Exercise goal: Write the entries out again exactly as they stand, but without the pictures.

─── Dataset extract ───

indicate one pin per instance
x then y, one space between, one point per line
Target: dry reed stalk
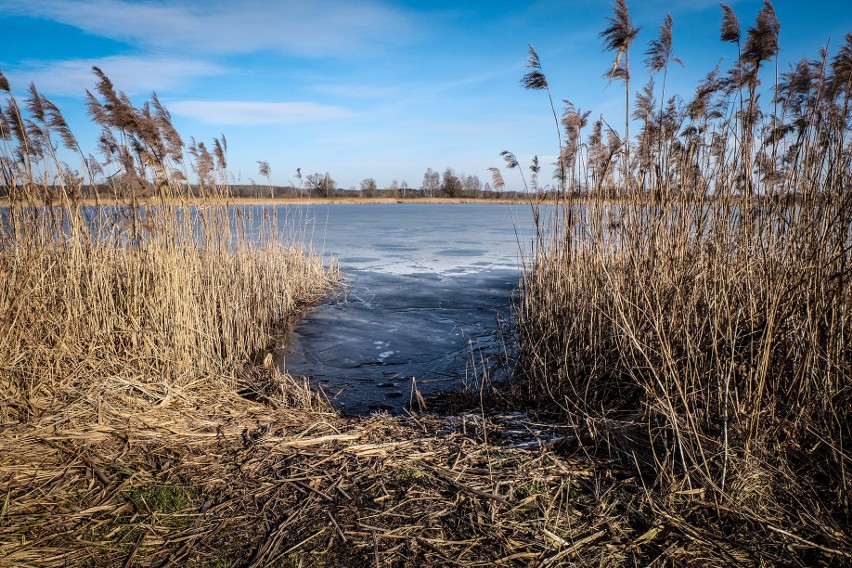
698 327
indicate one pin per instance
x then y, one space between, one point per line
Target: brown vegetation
698 331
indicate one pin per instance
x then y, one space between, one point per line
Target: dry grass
698 331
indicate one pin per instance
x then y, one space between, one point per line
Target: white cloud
255 113
317 28
353 91
132 74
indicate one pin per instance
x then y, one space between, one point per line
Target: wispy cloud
316 28
255 113
354 91
132 74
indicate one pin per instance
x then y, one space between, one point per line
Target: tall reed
693 316
168 292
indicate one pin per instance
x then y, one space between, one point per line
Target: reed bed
688 308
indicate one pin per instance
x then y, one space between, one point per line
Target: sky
369 88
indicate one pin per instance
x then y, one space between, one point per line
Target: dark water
426 284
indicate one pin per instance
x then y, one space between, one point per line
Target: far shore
4 202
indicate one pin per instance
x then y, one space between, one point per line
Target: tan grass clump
692 316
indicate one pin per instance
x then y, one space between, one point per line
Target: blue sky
363 88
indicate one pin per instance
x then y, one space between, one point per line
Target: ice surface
425 285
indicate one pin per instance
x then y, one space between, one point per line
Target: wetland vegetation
681 393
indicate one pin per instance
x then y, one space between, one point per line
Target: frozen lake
426 284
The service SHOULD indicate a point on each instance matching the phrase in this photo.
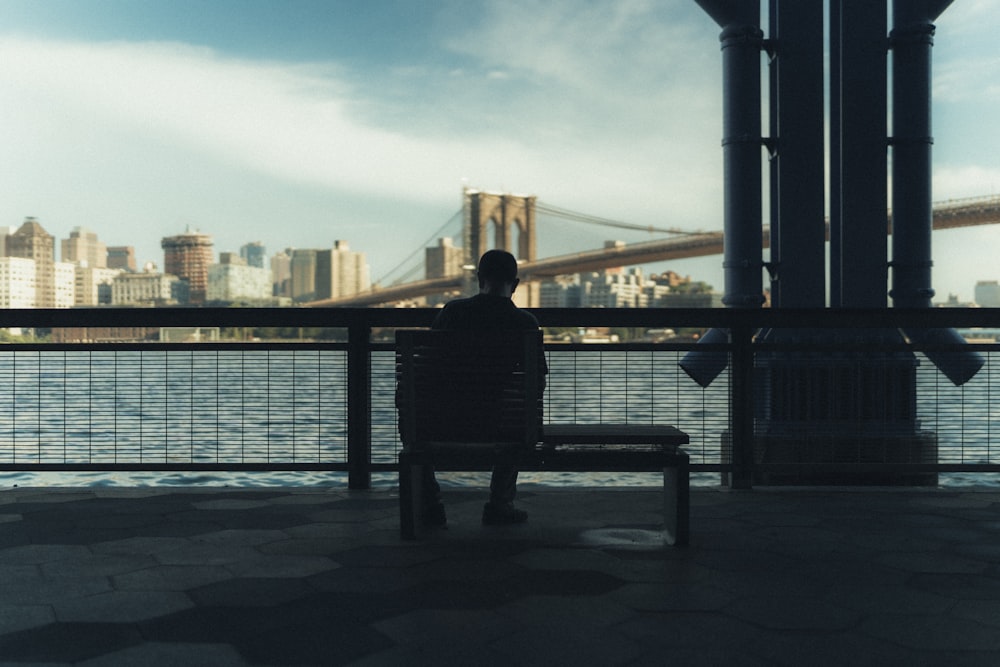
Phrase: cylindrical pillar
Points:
(912, 38)
(742, 40)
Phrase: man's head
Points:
(497, 271)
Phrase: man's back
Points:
(484, 312)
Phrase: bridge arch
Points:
(503, 214)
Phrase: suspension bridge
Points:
(513, 222)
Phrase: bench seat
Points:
(471, 400)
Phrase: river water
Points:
(283, 405)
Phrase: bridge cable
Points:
(605, 222)
(458, 215)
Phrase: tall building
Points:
(122, 257)
(281, 273)
(83, 248)
(302, 275)
(987, 293)
(148, 288)
(5, 231)
(255, 254)
(341, 272)
(613, 290)
(93, 285)
(188, 257)
(31, 241)
(17, 282)
(234, 281)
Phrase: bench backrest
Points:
(468, 386)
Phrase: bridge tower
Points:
(507, 214)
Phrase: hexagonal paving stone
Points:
(121, 606)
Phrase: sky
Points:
(300, 122)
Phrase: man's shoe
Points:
(502, 514)
(434, 515)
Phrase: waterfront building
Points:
(93, 285)
(122, 257)
(341, 272)
(84, 248)
(987, 293)
(64, 285)
(281, 273)
(605, 289)
(17, 282)
(231, 281)
(560, 292)
(31, 241)
(254, 254)
(148, 289)
(302, 275)
(5, 231)
(441, 261)
(188, 257)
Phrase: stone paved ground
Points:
(305, 577)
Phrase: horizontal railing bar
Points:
(552, 317)
(177, 467)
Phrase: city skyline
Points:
(299, 123)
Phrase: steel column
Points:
(858, 153)
(798, 229)
(359, 427)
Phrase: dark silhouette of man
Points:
(490, 310)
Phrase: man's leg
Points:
(433, 507)
(503, 485)
(500, 509)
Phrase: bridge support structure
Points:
(511, 218)
(813, 406)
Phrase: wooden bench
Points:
(463, 405)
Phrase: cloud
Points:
(307, 123)
(959, 182)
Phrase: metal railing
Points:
(329, 406)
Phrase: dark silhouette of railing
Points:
(340, 391)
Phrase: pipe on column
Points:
(742, 40)
(912, 39)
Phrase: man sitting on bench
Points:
(490, 310)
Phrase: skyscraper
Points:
(255, 254)
(122, 257)
(341, 272)
(31, 241)
(83, 248)
(188, 257)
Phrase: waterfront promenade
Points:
(296, 576)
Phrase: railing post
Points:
(359, 382)
(742, 405)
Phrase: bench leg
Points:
(677, 501)
(411, 497)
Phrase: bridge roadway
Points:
(947, 215)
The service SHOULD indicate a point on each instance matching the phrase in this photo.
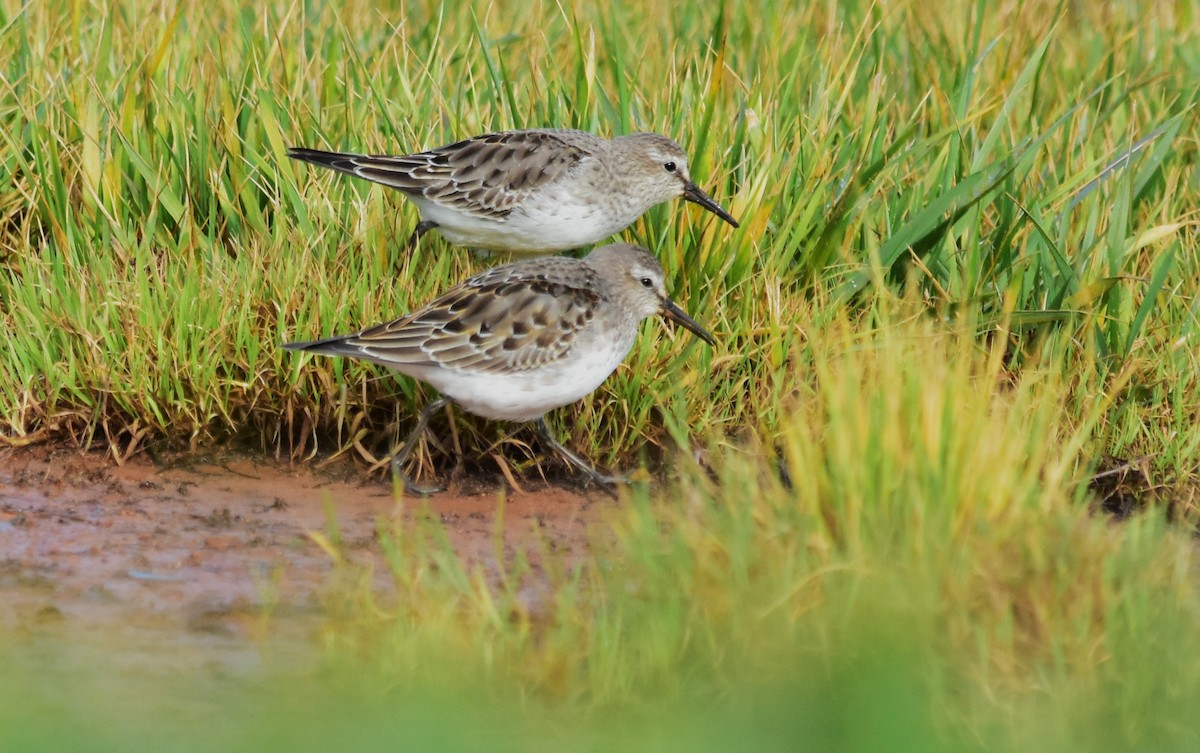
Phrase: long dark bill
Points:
(675, 313)
(693, 193)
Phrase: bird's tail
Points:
(337, 345)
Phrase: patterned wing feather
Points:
(492, 323)
(486, 175)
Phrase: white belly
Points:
(558, 223)
(526, 396)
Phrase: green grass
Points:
(966, 277)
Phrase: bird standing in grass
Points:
(531, 192)
(521, 339)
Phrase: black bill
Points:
(693, 193)
(677, 314)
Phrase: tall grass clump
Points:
(927, 530)
(1030, 163)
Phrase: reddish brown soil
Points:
(189, 554)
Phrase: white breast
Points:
(526, 396)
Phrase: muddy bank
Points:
(204, 559)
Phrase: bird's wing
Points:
(485, 176)
(495, 323)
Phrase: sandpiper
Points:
(531, 192)
(520, 339)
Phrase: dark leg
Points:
(400, 458)
(579, 463)
(423, 227)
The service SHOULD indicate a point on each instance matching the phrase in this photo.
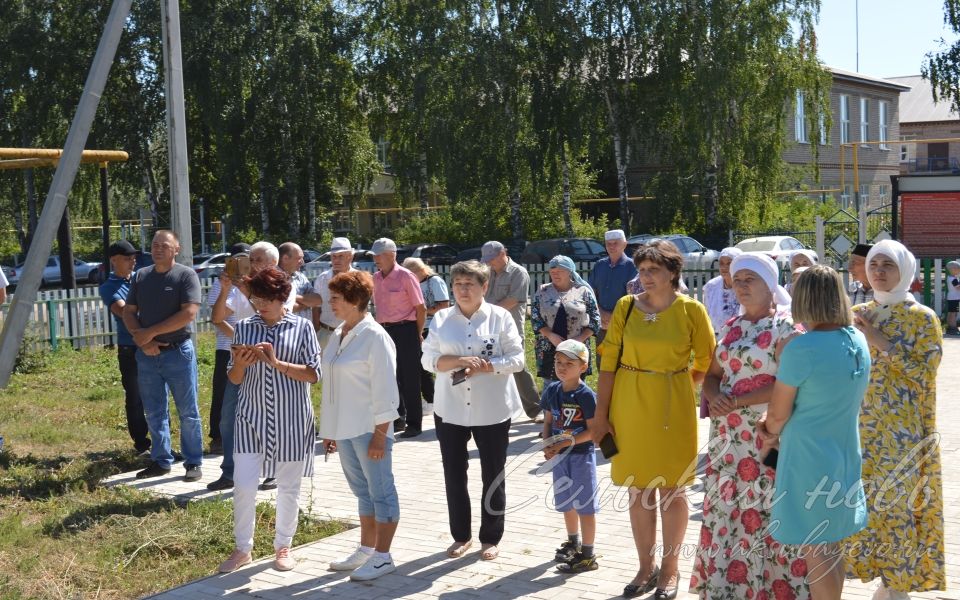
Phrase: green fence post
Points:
(53, 324)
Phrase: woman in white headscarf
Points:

───

Response box:
indicate one pin per instance
x then y, one space between, one point per line
Target: dry reed stalk
698 327
indicate one pin per instance
x then y, one space between, one point per line
Target: brown vegetation
698 331
indicate one pin per instance
x then y, one space between, one point per line
Target: dry grass
698 331
indicate one pin per instance
x then y, one space between, one point per line
Target: white cloud
255 113
317 28
353 91
132 74
indicate one pin per instance
x then y, one space between, one point per line
Target: wispy cloud
316 28
255 113
354 91
132 74
indicate one pin per instance
x then y, one space between, one point per line
Target: tall reed
693 316
168 292
indicate one pin per instance
x then y, one space between, one point per line
Target: reed bed
688 308
indicate one pin per instance
x then y, one space between, one point per line
Target: sky
369 88
indicate one pin per instance
x then y, one space between, one point per line
Target: dark water
426 284
indicate one pin per instance
x then y, one space between, one point per line
Target: far shore
4 202
indicate one pin per instance
x then y, one space between, one point per line
Target: tan grass clump
692 316
indicate one pin per instance
x then y, one space between, one point per line
Target: blue sky
363 88
indicate one pin per instance
x then y, one space between, one point per line
Target: ice surface
425 285
indicate one pin per instance
x then y, one space between, one point per line
Target: wetland vegetation
681 393
indicate one pin per instance
x then y, one space between, one point per line
Target: frozen lake
426 284
The service SHOULD indicate a point on each instance matching the phrase in this photo.
Phrase: cylindrical pillar
Points:
(912, 38)
(742, 40)
Phrase: man's head
Points:
(497, 271)
Phrase: man's back
Points:
(484, 312)
Phrase: bridge arch
Points:
(503, 214)
Phrase: suspension bridge
Points:
(513, 222)
Phrase: bench seat
Points:
(471, 400)
Phrase: river water
Points:
(283, 405)
Phrase: bridge cable
Points:
(605, 222)
(458, 215)
Phrase: tall building
Points:
(122, 257)
(281, 273)
(83, 248)
(302, 275)
(987, 293)
(148, 288)
(5, 231)
(255, 254)
(341, 272)
(613, 290)
(93, 285)
(188, 257)
(31, 241)
(17, 282)
(234, 281)
Phrase: bench backrest
Points:
(468, 386)
Phrase: bridge tower
Points:
(507, 214)
Phrase: hexagonal paving stone
Points:
(121, 606)
Phrase: sky
Points:
(300, 122)
Phrase: man's shoe
Points:
(502, 514)
(434, 515)
Phrase: waterfront building
Points:
(93, 285)
(122, 257)
(341, 272)
(84, 248)
(987, 293)
(64, 285)
(281, 273)
(605, 289)
(17, 282)
(231, 281)
(560, 292)
(31, 241)
(254, 254)
(148, 289)
(302, 275)
(5, 231)
(441, 261)
(188, 257)
Phrase: stone paved ground
Points:
(305, 577)
Phrase: horizontal railing bar
Points:
(552, 317)
(177, 467)
Phrase: city skyline
Points:
(299, 123)
Phrase: steel column
Points:
(858, 153)
(798, 229)
(359, 427)
Phrase: dark silhouette of man
Points:
(490, 310)
Phrase: man's leg
Points:
(433, 507)
(503, 485)
(500, 509)
Phrase: bridge support structure
Points:
(511, 218)
(813, 406)
Phrase: wooden bench
Points:
(463, 405)
Phrase: cloud
Points:
(307, 123)
(959, 182)
Phrase: metal railing
Points:
(329, 406)
Phrase: dark silhouette of railing
Points:
(340, 391)
Phrase: pipe on column
Points:
(742, 40)
(912, 39)
Phrase: man sitting on bench
Points:
(490, 310)
Phrase: skyscraper
Points:
(255, 254)
(122, 257)
(341, 272)
(31, 241)
(83, 248)
(188, 257)
Phrase: waterfront promenade
Points:
(296, 576)
Phrase: railing post
Points:
(359, 382)
(742, 405)
Phrase: bench leg
Points:
(677, 501)
(411, 497)
Phrase: bridge roadway
Points:
(947, 215)
The service SHOULD indicate a point on each instance matching the phrase in this photo.
Phrase: long dark bill
Points:
(675, 313)
(693, 193)
Phrase: bird's tail
Points:
(337, 345)
Phrase: patterned wing feather
Points:
(492, 323)
(486, 175)
Phrase: white belly
Points:
(558, 223)
(526, 396)
Phrase: green grass
Points:
(966, 277)
Phrase: bird standing in grass
Points:
(531, 192)
(521, 339)
Phrase: black bill
Points:
(693, 193)
(677, 314)
Phrase: tall grass clump
Points:
(927, 530)
(1030, 163)
Phrase: reddish brown soil
Points:
(189, 554)
Phrase: white breast
Points:
(526, 396)
Phrase: muddy bank
Points:
(204, 559)
Phrase: bird's wing
Points:
(485, 176)
(495, 323)
Phrase: sandpiper
Points:
(531, 192)
(520, 339)
Phrase: dark leg
Points:
(400, 458)
(579, 463)
(423, 227)
The service SHOULD indicate a point on each instance matching the phrase in this photo.
Phrase: green fence post
Points:
(53, 324)
Phrase: woman in white headscarf
Points:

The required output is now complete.